— BEGIN Passage shown —

In Fifth Third Bancorp v. Dudenhoeffer, No. 12-751 (U.S. June 25, 2014), the Supreme Court rejected a presumption - previously adopted by most courts of appeal - that employee stock ownership plan fiduciaries act prudently by investing plan assets in employer stock.  The Court did, however, issue guidance making clear that many - possibly most - claims against those fiduciaries may well fail at the pleading stage.

Background

The Employee Retirement Income Security Act of 1974 ("ERISA") governs employee stock ownership plans ("ESOPs"), which are pension plans designed to invest primarily in the stock of the company that employs the plan participants.  ERISA requires fiduciaries of all pension plans, including ESOPs, to act prudently in managing the plan's assets, but ESOPs enjoy an exemption from the normally imposed requirement of asset diversification.  See 29 U.S.C. § 1104(a).  In numerous cases, plan participants have alleged that ESOP fiduciaries acted imprudently by continuing to invest plan assets in company stock, even as the company encountered financial difficulties.  Most appellate courts had recognized a presumption that ESOP fiduciaries acted prudently by investing in company stock.  The presumption had been judicially developed in recognition of an ESOP's special purpose to invest in the sponsoring employer's common stock.  To survive a motion to dismiss under this standard, plaintiffs had to show that the fiduciary knew or should have known that the employer's survival was in serious peril.  The presumption effectively precluded imprudence claims against ESOP fiduciaries based on their investments in company stock except in extraordinary circumstances.

Supreme Court's Decision

The Supreme Court unanimously held, based primarily on the text of ERISA, that "the law does not create a special presumption favoring ESOP fiduciaries."  Instead, the Court held, a claim alleging that an ESOP fiduciary acted imprudently should be judged according to the general plausibility pleading standard set forth in Ashcroft v. Iqbal, 556 U.S. 662 (2009) and Bell Atlantic Corp. v. Twombly, 550 U.S. 544 (2007). 

Critically, the Court went on to explain why, even applying this standard, motions to dismiss would still provide an "important mechanism for weeding our meritless claims."

Claims against ESOP fiduciaries are necessarily based on allegations that they should have known that ongoing investment in company stock was imprudent based on either public or nonpublic information.  The Court appears to have sharply curtailed both types of claims.

First, the Court held that "allegations that a fiduciary should have recognized from publicly available information alone that the market was over- or undervaluing the stock are implausible as a general rule, at least in the absence of special circumstances."  It reasoned that ESOP fiduciaries are not obliged to outsmart the market.  Fiduciaries can assume that the market provides the best estimate of a security's price, unless plaintiffs plausibly allege "a special circumstance affecting the reliability of the market price."

Second, the Court also held that, to state a claim based on nonpublic information, "a plaintiff must plausibly allege an alternative action that the defendant could have taken that would have been consistent with the securities laws and that a prudent fiduciary in the same circumstances would not have viewed as more likely to harm the fund than to help it."  The Court made clear that, under this test, plan participants cannot allege that ESOP fiduciaries should have sold company stock based on nonpublic information, because that would require them to violate the securities laws.

— END Passage shown —

## Requirements:
Copy everything in the ESOP decision summary from "The Supreme Court unanimously" down to "types of claims.", substituting "without dissent" for "unanimously".

— BEGIN Dataset rows —

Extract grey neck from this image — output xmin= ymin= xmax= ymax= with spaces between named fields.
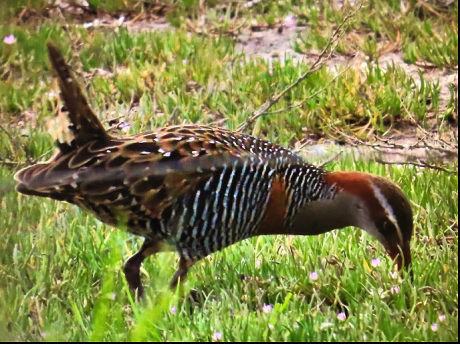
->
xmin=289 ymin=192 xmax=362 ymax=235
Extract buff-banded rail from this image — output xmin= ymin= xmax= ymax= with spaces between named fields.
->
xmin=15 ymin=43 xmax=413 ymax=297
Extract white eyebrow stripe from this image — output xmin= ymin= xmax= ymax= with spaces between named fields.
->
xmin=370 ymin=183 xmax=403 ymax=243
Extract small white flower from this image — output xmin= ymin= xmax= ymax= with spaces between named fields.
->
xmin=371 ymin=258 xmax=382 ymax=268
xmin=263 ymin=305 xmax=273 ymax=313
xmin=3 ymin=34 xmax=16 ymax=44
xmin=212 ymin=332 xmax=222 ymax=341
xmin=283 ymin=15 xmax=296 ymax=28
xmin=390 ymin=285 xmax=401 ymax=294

— END Dataset rows —
— BEGIN Dataset rows —

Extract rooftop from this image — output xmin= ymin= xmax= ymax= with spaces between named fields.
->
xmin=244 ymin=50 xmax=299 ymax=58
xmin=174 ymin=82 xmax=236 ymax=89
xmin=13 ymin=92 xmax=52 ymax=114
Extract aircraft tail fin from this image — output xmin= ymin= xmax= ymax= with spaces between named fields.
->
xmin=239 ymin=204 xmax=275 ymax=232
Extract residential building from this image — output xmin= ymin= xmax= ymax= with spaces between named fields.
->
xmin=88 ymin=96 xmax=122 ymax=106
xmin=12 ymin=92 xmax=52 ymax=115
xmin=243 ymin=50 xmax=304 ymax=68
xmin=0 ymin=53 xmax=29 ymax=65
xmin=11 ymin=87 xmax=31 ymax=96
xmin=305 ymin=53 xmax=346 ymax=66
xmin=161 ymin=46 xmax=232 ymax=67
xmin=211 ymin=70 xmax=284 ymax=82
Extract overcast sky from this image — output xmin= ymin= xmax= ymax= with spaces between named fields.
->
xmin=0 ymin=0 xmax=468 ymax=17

— END Dataset rows —

## Exercise result:
The Supreme Court without dissent held, based primarily on the text of ERISA, that "the law does not create a special presumption favoring ESOP fiduciaries."  Instead, the Court held, a claim alleging that an ESOP fiduciary acted imprudently should be judged according to the general plausibility pleading standard set forth in Ashcroft v. Iqbal, 556 U.S. 662 (2009) and Bell Atlantic Corp. v. Twombly, 550 U.S. 544 (2007). 

Critically, the Court went on to explain why, even applying this standard, motions to dismiss would still provide an "important mechanism for weeding our meritless claims."

Claims against ESOP fiduciaries are necessarily based on allegations that they should have known that ongoing investment in company stock was imprudent based on either public or nonpublic information.  The Court appears to have sharply curtailed both types of claims.